## 課題文
早期退職プログラムについての文書によると、早期退職制度に応募した場合、会社が通常の退職金に積み増して払う額は給与の何カ月相当ですか。

## 文書
+---+

早期退職プログラムを導入する会社は、プログラムを社内に発表後、応募期間を短く設定します。また、応募が想定されている人数よりもかなり少ない数に募集枠を設定することで、社員の応募への心理を煽る手法をとる場合すらあります。自社の社員が会社へのロイヤリティーや仕事へのやりがいを感じていないことを見透かし、あくまでも金銭的メリットを前面に出して決断を急がせる手法を取る会社もあります。

確かに、金銭的なメリットは大きいでしょう。最近は昇給もボーナスもさっぱりだった事業環境であったにもかかわらず、早期退職制度に応募すれば給与の3カ月相当から、多いケースでは24カ月相当まで、通常の退職金に積み増して会社が払ってくれる場合もあります。まさに、大盤振る舞いといってもいいでしょう。

+---+

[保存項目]
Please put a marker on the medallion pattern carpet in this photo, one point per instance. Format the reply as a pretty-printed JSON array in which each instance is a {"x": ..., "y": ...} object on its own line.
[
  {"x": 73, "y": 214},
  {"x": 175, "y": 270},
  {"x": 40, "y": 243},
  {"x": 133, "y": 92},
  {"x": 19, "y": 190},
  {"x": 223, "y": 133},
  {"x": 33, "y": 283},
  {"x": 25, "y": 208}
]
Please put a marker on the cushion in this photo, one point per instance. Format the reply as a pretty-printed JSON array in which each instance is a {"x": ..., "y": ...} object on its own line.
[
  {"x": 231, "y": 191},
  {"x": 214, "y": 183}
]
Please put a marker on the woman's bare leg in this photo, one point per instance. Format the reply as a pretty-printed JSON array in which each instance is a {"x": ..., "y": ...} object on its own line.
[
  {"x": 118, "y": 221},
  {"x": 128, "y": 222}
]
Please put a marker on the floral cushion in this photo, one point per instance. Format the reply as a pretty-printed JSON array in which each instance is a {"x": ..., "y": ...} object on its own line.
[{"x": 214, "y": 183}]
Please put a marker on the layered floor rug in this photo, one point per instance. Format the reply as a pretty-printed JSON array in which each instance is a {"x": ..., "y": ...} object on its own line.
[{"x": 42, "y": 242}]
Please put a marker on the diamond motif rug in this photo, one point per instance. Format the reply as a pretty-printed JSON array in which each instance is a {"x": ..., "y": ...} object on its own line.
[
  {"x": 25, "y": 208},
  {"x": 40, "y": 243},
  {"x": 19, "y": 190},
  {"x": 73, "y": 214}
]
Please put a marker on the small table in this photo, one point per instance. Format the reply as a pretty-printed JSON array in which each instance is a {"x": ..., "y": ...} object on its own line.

+---+

## 解答
給与の3カ月相当から、多いケースでは24カ月相当です。